■ **What you should do**:
Find the line with "the bridge pier" in the entries below. Repeat it, every following line, and the line with "the river in", exactly and with nothing added.

■ **Given information**:
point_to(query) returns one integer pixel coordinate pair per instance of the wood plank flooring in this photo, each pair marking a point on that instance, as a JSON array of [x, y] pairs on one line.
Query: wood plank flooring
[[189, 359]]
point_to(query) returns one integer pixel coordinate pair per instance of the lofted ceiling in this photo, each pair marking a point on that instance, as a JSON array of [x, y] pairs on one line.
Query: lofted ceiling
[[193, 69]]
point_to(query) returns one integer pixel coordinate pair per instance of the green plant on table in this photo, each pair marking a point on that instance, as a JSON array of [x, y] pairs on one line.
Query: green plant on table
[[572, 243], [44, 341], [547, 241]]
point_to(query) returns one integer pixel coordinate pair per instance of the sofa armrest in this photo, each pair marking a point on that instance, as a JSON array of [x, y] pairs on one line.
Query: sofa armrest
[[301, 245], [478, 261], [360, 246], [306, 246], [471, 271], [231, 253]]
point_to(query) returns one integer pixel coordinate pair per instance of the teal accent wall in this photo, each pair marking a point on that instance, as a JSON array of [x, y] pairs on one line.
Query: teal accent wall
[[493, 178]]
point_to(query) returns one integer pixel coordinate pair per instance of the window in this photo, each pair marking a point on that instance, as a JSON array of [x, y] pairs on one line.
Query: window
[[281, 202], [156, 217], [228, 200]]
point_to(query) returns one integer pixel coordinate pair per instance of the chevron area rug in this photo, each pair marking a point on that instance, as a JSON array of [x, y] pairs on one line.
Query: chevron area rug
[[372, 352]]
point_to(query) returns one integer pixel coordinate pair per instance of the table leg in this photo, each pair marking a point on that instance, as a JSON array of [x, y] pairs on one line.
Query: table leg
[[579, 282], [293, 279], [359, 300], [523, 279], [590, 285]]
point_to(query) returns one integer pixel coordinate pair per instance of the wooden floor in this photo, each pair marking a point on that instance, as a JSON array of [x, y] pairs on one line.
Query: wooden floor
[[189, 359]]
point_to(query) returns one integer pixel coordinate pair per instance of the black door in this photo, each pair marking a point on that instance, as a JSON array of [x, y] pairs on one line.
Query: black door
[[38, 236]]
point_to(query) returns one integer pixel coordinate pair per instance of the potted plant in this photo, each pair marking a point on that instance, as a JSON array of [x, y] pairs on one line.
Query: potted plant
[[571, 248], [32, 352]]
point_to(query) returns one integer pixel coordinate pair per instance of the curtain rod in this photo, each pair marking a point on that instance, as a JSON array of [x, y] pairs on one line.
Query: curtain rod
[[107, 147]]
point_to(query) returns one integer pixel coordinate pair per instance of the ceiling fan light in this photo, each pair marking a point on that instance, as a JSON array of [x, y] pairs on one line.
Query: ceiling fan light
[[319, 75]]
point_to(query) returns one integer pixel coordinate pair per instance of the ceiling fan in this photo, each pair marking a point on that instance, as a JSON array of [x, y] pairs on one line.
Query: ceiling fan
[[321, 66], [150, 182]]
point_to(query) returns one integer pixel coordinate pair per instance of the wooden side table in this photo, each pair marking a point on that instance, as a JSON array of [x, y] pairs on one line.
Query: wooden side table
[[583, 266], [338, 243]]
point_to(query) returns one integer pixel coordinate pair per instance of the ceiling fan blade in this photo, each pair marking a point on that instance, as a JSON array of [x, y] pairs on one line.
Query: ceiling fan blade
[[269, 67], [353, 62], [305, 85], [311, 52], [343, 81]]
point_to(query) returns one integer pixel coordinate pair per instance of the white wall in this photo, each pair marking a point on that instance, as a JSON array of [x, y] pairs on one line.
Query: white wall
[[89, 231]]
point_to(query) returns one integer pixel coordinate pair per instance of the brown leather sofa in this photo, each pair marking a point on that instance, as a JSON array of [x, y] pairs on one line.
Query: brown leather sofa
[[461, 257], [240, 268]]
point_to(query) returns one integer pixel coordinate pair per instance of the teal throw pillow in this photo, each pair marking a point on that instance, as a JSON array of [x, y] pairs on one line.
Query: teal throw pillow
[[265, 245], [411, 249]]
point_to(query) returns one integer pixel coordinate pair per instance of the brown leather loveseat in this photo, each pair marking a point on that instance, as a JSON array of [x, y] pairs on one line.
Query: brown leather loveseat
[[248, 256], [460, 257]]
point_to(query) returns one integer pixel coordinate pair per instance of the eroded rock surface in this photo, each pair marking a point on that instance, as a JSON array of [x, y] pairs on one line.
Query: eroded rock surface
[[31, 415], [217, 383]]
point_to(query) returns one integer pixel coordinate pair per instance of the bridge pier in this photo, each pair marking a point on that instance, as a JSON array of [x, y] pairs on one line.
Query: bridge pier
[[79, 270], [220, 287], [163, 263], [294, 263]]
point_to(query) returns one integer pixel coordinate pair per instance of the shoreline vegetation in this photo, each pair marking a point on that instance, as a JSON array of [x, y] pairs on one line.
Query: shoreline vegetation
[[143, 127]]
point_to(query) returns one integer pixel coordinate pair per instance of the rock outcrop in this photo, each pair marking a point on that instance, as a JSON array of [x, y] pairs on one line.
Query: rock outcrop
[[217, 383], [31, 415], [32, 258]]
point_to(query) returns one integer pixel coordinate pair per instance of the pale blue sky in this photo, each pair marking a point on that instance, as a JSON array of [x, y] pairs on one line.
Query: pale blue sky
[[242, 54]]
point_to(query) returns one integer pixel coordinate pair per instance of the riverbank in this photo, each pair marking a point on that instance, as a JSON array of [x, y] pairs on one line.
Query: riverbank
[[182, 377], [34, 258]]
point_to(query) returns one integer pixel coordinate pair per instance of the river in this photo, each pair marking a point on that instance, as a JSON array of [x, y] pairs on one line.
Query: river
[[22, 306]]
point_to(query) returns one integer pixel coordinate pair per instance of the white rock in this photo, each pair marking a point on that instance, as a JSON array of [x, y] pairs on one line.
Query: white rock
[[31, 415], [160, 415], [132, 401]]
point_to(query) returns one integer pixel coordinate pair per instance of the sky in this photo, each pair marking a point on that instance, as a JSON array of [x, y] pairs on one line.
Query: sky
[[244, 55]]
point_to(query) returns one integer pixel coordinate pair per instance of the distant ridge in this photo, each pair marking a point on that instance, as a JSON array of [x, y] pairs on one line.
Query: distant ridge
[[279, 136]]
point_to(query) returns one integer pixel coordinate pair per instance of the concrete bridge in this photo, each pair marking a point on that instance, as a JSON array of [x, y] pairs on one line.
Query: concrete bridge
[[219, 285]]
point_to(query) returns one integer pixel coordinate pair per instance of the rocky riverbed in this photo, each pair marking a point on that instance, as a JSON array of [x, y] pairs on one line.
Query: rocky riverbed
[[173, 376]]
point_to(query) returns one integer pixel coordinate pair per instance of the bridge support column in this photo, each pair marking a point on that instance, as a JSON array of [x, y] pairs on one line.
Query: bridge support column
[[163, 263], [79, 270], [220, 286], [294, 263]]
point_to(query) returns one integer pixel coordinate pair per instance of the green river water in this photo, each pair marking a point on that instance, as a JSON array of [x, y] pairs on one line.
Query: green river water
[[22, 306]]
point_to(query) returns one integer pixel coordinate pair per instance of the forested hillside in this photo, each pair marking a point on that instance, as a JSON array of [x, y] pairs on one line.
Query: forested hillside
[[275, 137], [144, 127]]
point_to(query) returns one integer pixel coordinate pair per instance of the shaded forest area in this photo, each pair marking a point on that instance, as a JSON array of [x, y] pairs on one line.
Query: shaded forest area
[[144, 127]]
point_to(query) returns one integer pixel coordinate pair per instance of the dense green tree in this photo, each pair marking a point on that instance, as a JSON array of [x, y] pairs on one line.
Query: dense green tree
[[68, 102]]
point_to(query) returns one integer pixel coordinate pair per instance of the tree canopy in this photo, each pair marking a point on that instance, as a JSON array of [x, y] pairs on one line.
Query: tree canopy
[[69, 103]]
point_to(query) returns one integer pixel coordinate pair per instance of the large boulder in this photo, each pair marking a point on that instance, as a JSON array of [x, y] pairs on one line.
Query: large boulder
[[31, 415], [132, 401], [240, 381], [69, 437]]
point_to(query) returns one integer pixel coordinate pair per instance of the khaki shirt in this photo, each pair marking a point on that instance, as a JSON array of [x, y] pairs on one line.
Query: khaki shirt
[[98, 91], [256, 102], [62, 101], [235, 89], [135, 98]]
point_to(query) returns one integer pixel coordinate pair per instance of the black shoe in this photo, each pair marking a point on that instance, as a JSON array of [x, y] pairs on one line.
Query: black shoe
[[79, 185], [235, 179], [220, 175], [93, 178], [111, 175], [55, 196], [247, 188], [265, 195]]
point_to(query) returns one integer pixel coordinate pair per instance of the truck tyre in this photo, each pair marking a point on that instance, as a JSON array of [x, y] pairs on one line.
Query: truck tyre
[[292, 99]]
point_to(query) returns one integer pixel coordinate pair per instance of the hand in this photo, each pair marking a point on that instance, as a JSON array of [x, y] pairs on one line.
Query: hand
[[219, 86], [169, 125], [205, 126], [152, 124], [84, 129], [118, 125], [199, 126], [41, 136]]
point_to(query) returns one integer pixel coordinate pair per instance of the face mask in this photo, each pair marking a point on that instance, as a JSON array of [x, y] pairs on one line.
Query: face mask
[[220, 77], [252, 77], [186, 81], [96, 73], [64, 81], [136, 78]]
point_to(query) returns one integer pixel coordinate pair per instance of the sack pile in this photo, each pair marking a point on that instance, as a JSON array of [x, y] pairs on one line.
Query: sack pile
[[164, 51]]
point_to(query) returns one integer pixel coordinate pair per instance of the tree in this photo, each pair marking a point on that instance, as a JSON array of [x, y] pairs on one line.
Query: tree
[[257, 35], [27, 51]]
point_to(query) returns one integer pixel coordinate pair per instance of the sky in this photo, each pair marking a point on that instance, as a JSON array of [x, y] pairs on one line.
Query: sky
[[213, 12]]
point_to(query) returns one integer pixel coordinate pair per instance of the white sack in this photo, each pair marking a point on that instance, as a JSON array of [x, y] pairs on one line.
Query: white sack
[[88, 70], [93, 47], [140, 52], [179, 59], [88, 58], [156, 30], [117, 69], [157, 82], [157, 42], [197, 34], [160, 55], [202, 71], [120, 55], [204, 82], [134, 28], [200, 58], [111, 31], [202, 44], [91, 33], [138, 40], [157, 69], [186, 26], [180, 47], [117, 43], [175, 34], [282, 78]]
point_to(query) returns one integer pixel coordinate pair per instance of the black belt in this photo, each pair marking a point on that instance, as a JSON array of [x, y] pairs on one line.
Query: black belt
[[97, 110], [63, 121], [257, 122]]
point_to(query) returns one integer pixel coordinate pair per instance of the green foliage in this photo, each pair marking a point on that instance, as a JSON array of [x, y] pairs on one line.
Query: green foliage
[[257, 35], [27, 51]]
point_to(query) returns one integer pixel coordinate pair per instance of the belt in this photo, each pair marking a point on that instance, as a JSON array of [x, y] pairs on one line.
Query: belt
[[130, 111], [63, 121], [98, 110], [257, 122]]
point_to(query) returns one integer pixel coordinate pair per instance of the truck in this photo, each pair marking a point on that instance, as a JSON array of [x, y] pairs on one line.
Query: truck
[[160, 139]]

■ **Response below**:
point_to(query) returns one integer pixel coordinate pair per instance of the bridge pier in this photo, each pair marking a point on that instance, as a JSON array of [x, y] pairs on one line.
Query: bridge pier
[[79, 270], [220, 287], [163, 263], [294, 263]]
point_to(query) returns one integer pixel coordinate pair per instance of the shoreline vegetation in this photo, each pair marking a point on that instance, as a JSON array of [x, y] pairs on one line.
Query: shoreline vegetation
[[143, 127]]
point_to(query) returns one integer pixel coordinate pair per instance of the rock outcrop in this photo, each pair marking a point on that instance, as a JSON array of [x, y] pairs on one line.
Query: rock outcrop
[[217, 383], [31, 415], [32, 258]]
point_to(query) returns one integer pixel coordinate pair per instance of the pale blue sky in this photo, each pair marking a point on that instance, as a JSON array of [x, y] pairs on one line.
Query: pale blue sky
[[242, 54]]
point_to(query) returns one integer pixel coordinate pair per instance of the riverbank in this photo, each pair marking a point on that instance, as a JSON array of [x, y] pairs on one line.
Query: riverbank
[[182, 377], [34, 258]]
point_to(query) returns one integer pixel coordinate pair per instance of the river in this photo, each pair marking a point on that instance, as a JSON array of [x, y] pairs on one line.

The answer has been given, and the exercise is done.